Starting at the top of the entries below, set down each line exactly as written, and stop after the line containing "negative clicks: (58, 335)".

### Collected data entries:
++++++

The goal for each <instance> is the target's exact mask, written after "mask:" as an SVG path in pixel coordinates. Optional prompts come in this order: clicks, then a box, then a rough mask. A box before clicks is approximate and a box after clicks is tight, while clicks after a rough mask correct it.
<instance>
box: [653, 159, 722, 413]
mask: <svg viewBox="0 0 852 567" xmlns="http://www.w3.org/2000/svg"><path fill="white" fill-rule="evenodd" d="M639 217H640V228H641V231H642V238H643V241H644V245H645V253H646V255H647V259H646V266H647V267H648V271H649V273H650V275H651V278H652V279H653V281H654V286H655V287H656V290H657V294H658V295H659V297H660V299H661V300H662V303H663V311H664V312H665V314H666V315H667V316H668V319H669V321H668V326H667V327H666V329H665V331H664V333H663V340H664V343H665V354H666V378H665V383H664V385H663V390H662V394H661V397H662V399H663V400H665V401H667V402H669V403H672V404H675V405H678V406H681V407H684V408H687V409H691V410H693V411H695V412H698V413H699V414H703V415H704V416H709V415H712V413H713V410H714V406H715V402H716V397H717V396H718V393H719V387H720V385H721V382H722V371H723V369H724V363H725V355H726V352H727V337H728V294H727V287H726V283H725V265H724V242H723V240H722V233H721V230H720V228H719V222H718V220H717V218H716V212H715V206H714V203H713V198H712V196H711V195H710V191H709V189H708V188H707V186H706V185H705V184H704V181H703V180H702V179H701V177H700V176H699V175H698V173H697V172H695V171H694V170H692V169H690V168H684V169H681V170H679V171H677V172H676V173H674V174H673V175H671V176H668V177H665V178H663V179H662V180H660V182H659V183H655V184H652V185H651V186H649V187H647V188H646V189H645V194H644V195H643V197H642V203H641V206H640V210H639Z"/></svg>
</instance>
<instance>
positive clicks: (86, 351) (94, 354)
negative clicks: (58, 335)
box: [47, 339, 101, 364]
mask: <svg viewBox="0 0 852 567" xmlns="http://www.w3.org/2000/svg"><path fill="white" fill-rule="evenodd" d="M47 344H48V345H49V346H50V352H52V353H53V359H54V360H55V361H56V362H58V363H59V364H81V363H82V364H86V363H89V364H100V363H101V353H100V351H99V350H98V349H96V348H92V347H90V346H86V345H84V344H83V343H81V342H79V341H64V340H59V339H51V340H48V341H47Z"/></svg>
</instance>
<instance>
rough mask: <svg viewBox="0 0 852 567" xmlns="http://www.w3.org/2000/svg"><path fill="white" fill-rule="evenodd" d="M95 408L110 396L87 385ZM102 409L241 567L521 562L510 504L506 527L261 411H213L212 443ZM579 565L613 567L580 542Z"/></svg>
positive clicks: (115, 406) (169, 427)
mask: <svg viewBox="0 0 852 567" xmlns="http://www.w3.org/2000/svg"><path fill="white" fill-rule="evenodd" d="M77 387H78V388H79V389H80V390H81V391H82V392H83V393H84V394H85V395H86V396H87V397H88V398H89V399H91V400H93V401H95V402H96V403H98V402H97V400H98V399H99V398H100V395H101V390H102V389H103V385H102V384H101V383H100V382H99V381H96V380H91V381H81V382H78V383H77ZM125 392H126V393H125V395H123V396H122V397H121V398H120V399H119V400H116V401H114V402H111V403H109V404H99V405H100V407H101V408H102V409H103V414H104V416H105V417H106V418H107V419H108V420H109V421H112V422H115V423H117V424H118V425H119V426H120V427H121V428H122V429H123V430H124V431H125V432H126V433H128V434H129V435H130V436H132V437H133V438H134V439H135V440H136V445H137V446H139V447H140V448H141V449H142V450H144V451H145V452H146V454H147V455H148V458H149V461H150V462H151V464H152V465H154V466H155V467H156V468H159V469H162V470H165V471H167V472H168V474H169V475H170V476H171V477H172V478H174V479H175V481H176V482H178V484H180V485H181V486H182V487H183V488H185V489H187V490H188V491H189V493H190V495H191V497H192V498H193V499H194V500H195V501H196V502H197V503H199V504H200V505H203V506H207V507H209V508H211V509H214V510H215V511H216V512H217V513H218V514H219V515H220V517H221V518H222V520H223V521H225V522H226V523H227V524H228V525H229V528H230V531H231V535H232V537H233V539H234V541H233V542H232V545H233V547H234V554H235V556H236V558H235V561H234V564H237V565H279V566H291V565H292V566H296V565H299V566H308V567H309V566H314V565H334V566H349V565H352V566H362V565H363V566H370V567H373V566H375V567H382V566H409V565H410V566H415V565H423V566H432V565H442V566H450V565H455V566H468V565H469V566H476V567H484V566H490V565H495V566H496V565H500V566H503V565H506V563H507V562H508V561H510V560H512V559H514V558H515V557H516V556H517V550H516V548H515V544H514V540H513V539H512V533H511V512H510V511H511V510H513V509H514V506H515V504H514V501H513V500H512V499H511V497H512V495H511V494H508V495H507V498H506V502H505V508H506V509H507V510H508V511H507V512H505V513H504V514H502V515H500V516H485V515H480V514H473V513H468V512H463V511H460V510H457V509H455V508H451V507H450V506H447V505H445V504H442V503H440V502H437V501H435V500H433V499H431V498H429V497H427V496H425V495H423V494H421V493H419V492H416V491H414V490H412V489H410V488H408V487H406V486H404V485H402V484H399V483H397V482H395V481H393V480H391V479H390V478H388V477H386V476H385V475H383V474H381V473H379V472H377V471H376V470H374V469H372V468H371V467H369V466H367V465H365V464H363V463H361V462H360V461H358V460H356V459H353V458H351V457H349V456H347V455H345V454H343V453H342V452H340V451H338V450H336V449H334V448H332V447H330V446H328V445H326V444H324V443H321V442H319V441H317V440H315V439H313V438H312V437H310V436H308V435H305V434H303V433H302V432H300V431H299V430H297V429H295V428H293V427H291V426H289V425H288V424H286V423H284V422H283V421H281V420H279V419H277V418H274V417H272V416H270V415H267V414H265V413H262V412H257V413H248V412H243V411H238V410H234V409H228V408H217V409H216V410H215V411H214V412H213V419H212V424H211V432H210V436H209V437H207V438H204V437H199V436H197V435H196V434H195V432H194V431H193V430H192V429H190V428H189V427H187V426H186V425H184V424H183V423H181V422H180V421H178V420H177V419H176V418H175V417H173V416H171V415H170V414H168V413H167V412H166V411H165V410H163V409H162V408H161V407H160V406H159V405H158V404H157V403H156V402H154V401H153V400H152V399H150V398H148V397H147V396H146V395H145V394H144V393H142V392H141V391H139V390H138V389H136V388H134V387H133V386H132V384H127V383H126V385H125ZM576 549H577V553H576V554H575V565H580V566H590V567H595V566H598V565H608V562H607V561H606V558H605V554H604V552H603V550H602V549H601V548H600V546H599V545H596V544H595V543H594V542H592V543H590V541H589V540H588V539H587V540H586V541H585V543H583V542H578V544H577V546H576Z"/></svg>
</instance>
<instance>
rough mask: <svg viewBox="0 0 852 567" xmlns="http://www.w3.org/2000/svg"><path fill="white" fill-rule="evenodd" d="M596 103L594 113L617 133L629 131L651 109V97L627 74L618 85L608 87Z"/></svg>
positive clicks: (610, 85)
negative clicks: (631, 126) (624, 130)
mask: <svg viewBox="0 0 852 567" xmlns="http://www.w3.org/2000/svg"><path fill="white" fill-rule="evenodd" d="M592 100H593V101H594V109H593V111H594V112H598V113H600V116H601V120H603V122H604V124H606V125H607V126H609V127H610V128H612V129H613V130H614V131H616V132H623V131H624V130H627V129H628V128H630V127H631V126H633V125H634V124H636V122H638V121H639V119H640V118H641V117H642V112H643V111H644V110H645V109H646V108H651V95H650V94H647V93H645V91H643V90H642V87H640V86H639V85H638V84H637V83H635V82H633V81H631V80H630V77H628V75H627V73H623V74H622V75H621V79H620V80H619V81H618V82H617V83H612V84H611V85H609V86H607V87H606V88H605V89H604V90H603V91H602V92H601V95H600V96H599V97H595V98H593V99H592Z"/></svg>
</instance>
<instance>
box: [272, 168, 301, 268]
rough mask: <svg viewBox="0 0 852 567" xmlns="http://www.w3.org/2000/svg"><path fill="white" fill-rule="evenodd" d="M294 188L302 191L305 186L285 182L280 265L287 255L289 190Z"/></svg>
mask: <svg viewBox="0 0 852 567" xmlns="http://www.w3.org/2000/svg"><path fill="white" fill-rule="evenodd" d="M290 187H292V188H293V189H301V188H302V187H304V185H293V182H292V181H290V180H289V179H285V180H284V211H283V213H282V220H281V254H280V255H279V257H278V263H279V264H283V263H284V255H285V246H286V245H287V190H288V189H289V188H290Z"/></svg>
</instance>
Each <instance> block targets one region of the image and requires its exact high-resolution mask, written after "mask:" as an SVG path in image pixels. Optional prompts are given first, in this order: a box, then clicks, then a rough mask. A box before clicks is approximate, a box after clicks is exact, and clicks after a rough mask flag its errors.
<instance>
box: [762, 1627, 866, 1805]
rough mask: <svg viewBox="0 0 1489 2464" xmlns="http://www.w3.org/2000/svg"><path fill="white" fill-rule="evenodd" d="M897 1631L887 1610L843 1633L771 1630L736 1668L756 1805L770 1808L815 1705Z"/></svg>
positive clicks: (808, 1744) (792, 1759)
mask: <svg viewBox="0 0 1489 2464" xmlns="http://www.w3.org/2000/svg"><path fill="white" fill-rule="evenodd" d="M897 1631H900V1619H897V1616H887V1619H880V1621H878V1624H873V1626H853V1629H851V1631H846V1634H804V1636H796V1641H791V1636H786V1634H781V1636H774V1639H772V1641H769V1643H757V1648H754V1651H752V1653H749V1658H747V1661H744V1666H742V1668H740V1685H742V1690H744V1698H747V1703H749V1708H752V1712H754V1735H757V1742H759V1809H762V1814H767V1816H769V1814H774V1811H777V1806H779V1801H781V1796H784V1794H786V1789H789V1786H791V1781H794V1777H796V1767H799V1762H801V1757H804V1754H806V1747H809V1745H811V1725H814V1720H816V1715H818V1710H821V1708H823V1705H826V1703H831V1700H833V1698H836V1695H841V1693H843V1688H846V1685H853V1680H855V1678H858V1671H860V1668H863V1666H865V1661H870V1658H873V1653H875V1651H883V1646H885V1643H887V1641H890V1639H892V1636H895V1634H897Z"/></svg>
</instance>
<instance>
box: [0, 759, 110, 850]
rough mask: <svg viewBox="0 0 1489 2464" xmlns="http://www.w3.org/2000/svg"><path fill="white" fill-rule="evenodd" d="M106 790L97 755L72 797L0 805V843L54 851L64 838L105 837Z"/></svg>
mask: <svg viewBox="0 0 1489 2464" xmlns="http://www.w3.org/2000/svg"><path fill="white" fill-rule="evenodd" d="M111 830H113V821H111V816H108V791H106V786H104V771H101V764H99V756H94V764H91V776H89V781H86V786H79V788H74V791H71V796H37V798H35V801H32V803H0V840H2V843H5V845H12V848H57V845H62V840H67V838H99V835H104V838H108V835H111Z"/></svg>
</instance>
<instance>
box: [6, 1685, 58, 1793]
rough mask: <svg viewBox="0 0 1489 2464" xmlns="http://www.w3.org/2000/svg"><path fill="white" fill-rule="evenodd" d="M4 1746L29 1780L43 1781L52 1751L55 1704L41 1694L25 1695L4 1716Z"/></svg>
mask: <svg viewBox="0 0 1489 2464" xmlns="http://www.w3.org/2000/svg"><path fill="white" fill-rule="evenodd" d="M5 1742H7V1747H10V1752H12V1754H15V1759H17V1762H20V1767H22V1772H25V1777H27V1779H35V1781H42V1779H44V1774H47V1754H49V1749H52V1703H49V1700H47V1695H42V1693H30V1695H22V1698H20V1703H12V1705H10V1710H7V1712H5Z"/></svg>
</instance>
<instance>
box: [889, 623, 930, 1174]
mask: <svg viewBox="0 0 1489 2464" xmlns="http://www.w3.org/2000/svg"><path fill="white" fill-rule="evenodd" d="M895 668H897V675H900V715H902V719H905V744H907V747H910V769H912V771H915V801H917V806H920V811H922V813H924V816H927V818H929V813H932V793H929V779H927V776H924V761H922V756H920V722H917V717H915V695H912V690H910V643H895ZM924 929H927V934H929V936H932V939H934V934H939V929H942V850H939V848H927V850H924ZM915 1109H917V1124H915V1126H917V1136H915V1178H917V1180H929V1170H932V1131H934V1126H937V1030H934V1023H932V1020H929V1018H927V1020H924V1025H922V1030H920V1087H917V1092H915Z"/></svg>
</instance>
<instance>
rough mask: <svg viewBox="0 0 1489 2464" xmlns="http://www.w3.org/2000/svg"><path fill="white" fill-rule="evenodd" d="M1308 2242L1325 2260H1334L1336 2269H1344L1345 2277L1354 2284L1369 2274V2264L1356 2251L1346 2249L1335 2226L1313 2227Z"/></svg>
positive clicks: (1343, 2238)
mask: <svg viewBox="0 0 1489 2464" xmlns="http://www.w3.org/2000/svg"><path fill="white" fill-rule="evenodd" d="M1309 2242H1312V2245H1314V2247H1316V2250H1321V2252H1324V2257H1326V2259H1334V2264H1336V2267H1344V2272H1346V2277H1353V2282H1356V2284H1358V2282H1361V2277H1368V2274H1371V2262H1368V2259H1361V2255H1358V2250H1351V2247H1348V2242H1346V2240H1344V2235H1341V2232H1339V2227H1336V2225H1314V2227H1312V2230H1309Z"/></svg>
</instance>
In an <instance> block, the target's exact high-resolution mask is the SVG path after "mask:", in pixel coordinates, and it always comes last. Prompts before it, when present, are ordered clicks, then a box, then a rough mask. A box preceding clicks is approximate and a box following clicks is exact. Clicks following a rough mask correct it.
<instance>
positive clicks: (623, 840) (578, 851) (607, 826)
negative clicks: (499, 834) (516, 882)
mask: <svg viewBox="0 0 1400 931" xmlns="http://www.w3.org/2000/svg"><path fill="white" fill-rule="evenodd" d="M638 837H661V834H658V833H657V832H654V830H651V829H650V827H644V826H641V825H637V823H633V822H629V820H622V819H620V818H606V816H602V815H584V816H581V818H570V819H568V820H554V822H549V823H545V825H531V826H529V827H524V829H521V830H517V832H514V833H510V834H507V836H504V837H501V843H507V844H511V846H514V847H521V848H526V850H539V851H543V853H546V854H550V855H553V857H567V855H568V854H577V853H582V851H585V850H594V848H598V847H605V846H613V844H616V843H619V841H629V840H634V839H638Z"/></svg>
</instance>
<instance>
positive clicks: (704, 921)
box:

++++++

### Written solution:
The goal for each <instance> is the target's exact mask, written after "mask:" as an SVG path in pixel coordinates. Optional prompts come in this order: clicks, then a box, then a rough mask. A box before clicks is approximate and a box after clicks is tight, while clicks after a rough mask correct it.
<instance>
box: [653, 159, 722, 413]
mask: <svg viewBox="0 0 852 567" xmlns="http://www.w3.org/2000/svg"><path fill="white" fill-rule="evenodd" d="M639 217H640V228H641V231H642V238H643V241H644V245H645V253H646V255H647V259H646V266H647V267H648V271H649V273H650V275H651V278H652V279H653V281H654V286H655V287H656V290H657V294H658V295H659V297H660V299H661V300H662V303H663V311H664V312H665V314H666V315H667V316H668V319H669V321H668V326H667V327H666V329H665V331H664V333H663V340H664V343H665V354H666V378H665V383H664V385H663V390H662V394H661V397H662V399H663V400H665V401H667V402H669V403H672V404H675V405H678V406H681V407H684V408H687V409H691V410H693V411H695V412H698V413H699V414H703V415H704V416H709V415H712V413H713V410H714V406H715V402H716V397H717V396H718V393H719V387H720V385H721V382H722V371H723V369H724V363H725V355H726V352H727V337H728V294H727V287H726V283H725V265H724V242H723V240H722V233H721V230H720V228H719V222H718V220H717V218H716V212H715V206H714V203H713V198H712V196H711V195H710V191H709V189H708V188H707V186H706V185H705V184H704V181H703V180H702V179H701V177H700V176H699V175H698V173H697V172H695V171H694V170H692V169H690V168H684V169H681V170H679V171H677V172H676V173H674V174H673V175H671V176H668V177H665V178H663V179H662V180H660V182H659V183H655V184H652V185H651V186H649V187H647V188H646V189H645V194H644V195H643V197H642V203H641V206H640V210H639Z"/></svg>
</instance>
<instance>
positive clicks: (86, 351) (94, 354)
negative clicks: (58, 335)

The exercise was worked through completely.